### TEXTE FOURNI
---------------

Cette taxe demeure l’une des ressources essentielle de nos collectivités. S’il est indispensable de la moderniser, il va de soi que nous sommes énergiquement opposés à sa suppression. Au contraire, c’est en l’adaptant à la réalité de notre économie qu’elle donnera toute la mesure de son efficacité.
La spéculation est devenue et reste, malgré la crise, une source essentielle d’enrichissement. Il convient de taxer les actifs financiers de ces entreprises qui utilisent l’argent à d’autres fins que le développement de l’emploi, de la recherche et des salaires. Une entreprise qui réinvestit dans l’activité économique ne serait pas davantage taxée. La taxe professionnelle doit, nous semble-t-il, inciter les entreprises à réinvestir dans l’activité économique et dans l’emploi.
Nous pensons que la modernisation peut donc prendre en compte les besoins des habitants, l’amélioration des conditions de vie et de travail de la grande majorité de nos concitoyens.
La taxe professionnelle est le seul impôt qui établit un lien direct entre l’entreprise et son lieu d’implantation. C’est le mécanisme principal qui permet de responsabiliser l’entreprise devant la collectivité territoriale. Les investissements en infrastructures, les dépenses d’éducation, sociales, culturelles et de loisirs sont déterminantes pour le fonctionnement des entreprises, pour la vie de leurs salariés et leurs formations.

---------------

### ENREGISTREMENTS
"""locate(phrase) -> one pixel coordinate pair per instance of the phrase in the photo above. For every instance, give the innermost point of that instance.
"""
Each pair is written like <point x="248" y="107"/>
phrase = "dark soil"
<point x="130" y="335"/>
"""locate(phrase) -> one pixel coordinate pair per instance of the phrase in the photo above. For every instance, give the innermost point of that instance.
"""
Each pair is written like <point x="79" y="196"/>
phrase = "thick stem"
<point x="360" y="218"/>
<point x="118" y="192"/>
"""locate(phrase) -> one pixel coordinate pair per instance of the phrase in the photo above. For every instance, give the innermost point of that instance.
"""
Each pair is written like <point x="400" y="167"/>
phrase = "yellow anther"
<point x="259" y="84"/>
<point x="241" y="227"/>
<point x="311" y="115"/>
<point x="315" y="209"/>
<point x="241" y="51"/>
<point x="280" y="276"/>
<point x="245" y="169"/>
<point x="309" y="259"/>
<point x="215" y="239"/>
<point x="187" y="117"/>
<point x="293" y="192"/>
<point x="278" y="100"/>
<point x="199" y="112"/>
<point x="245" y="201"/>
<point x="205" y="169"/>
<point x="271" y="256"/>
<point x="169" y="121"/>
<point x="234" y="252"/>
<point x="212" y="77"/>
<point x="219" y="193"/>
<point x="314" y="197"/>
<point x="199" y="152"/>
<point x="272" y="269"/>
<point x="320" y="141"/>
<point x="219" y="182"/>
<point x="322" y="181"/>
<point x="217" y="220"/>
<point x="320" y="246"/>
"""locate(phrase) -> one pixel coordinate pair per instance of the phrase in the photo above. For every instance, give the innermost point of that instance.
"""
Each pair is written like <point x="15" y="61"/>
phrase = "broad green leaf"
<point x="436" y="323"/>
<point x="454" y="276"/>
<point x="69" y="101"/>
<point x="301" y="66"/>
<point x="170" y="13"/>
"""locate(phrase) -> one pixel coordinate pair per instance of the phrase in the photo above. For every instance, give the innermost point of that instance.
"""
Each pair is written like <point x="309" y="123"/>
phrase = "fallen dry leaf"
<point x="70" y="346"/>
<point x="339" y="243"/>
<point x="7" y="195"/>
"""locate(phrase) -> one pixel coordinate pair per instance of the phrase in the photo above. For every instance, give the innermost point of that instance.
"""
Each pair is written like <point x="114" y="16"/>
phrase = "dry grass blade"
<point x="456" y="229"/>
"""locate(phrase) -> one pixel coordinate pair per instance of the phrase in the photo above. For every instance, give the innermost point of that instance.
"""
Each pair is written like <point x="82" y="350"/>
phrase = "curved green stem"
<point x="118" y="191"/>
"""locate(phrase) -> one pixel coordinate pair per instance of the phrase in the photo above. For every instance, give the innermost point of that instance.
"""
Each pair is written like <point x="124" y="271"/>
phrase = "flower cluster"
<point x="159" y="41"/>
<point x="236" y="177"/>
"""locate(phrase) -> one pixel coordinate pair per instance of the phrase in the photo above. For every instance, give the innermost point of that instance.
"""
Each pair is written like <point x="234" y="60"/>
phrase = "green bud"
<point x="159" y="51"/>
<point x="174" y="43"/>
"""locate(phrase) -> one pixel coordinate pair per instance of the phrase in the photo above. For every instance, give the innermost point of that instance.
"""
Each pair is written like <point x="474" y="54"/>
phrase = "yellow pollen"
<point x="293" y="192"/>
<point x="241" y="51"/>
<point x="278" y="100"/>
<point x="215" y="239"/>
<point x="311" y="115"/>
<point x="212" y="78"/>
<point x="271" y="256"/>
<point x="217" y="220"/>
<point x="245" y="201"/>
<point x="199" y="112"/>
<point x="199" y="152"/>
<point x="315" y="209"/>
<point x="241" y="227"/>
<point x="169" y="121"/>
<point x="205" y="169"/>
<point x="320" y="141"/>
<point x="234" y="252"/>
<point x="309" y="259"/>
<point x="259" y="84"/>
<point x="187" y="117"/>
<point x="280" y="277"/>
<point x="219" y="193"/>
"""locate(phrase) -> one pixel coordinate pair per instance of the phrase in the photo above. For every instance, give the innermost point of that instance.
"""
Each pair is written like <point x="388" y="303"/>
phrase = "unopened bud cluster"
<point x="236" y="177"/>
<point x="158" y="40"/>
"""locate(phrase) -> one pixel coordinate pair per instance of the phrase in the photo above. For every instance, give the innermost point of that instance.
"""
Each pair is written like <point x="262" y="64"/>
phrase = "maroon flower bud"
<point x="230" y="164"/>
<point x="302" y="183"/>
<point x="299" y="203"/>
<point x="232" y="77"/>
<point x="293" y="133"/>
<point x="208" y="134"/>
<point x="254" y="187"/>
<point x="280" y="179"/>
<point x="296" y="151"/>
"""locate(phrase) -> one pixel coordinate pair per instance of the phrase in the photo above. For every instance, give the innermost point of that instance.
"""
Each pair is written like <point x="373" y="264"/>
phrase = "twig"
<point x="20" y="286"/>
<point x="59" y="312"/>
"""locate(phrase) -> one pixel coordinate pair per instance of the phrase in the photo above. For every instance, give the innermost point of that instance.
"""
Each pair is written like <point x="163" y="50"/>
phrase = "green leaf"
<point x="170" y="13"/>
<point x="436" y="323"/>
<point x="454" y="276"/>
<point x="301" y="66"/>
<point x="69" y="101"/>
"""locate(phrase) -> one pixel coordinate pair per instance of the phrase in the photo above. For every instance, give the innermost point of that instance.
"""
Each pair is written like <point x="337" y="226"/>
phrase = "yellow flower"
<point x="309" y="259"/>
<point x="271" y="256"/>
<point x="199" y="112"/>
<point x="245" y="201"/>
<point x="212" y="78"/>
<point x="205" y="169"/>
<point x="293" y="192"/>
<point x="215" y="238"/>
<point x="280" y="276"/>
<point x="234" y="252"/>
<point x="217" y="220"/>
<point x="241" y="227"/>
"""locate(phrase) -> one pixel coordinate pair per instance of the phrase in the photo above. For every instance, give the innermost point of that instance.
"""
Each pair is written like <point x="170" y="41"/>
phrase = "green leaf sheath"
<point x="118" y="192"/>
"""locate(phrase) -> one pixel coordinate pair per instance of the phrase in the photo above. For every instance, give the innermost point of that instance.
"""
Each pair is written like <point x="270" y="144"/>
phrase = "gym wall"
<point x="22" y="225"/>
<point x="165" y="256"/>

---------------

### EXERCICES
(1) D'après le texte sur la taxe professionnelle, pourquoi cette taxe est-elle le mécanisme principal qui responsabilise l'entreprise devant la collectivité territoriale ? Répondez en une à trois phrases.
(2) Veuillez recopier mot pour mot, dans le texte sur la taxe professionnelle, le passage qui va de « La taxe professionnelle est » jusqu'à « et leurs formations. ».
(3) Selon le texte sur la taxe professionnelle, qu'est-ce qui est devenu, malgré la crise, une source essentielle d'enrichissement ?

### CORRIGÉS
(1) Parce que c'est le seul impôt qui établit un lien direct entre l'entreprise et son lieu d'implantation.

(2)
La taxe professionnelle est le seul impôt qui établit un lien direct entre l’entreprise et son lieu d’implantation. C’est le mécanisme principal qui permet de responsabiliser l’entreprise devant la collectivité territoriale. Les investissements en infrastructures, les dépenses d’éducation, sociales, culturelles et de loisirs sont déterminantes pour le fonctionnement des entreprises, pour la vie de leurs salariés et leurs formations.

(3) La spéculation.